GOALS:
(a) In the comment thread on the Bradley effect, translate this sentence into Spanish: "That measure drew out low propensity conservative voters in droves."
(b) Pick out every line of the records that contains the string "green".

I thought is was the phenomenon by which whomever Senator Bill Bradley endorsed-lost!
That guy said a whole lot of nothing.
That's because that guy IS a whole lot of nothing. He once wrote in the Washington Post that Marion Barry was not a racist.
I think it was written in crayon.
LOL! I thought it was going to be about Bill Bradley too. But then I thought WHAT effect?
Yes but in this case those extra "white voters" were good old boy gun owners. On the ballot with Bradley and Deukmejian was Proposition 15 a handgun ban. That measure drew out low propensity conservative voters in droves. Despite what the press want to believe, it wasn't about race.
Especially those from Massachusetts and other states, the dead ones and the virtuals.
True enough, but the New England white liberoids were eager to tell pollsters they were ‘inclusive’ only to pull the level for a whitey on primary day.
Maybe they call it the “Bradley Effect” after the way he ran Los Angeles into the ground.
There's nothing like the local color from the aroused potential victims of gun grabbers. Thanks for the backround.
I sure enjoyed the explanation Rush provided for this phenomenon... The Oprah Effect!!! (the chickification of America) Hillary became a victim ("Iron my shirts") and brought on mass "womens rage" at men with raging hormones... Thinking "Screw yew, mister!" (too funny!)
I also enjoyed watching Shelby Steele on LBJ's press secretary's (can't think of his name right now) PBS show last night, explaining why Obama AND Oprah are so popular with white folks. He said they are "bargainers," as opposed to "challengers!"

INPUT DATA:
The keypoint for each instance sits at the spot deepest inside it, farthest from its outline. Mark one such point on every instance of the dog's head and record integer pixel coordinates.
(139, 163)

...

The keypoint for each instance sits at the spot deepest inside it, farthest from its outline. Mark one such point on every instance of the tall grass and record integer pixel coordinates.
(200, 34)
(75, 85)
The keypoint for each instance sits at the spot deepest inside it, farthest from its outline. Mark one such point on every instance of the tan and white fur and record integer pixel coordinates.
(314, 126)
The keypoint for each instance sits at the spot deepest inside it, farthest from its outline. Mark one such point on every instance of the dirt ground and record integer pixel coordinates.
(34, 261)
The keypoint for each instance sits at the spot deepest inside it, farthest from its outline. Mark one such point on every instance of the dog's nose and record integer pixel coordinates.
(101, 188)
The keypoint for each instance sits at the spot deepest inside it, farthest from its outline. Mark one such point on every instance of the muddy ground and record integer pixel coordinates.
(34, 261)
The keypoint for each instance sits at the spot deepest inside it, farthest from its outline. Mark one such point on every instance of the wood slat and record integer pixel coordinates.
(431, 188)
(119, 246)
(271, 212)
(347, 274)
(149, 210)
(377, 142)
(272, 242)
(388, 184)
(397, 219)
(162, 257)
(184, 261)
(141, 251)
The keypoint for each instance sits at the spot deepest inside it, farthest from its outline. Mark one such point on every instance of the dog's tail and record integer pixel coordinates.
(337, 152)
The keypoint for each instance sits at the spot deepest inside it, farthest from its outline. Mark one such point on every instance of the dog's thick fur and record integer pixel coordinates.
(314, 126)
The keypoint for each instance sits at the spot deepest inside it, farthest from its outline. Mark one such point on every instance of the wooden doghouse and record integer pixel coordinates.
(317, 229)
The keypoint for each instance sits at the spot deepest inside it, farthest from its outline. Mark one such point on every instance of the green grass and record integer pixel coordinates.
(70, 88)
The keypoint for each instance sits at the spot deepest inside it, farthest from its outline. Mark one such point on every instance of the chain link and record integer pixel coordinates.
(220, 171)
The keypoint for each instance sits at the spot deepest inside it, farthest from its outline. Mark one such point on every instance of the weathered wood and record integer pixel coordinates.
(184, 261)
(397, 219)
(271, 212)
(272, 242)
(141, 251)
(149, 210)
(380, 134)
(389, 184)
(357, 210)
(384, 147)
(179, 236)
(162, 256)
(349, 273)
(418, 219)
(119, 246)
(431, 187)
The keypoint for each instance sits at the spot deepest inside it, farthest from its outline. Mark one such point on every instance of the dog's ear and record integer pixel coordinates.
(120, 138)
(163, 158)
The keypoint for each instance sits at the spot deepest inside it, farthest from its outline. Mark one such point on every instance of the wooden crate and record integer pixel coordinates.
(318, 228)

RESPONSES BY TASK:
(a) Esa medida atrajo en masa a votantes conservadores de baja propensión.

(b)
The keypoint for each instance sits at the spot deepest inside it, farthest from its outline. Mark one such point on every instance of the green grass and record integer pixel coordinates.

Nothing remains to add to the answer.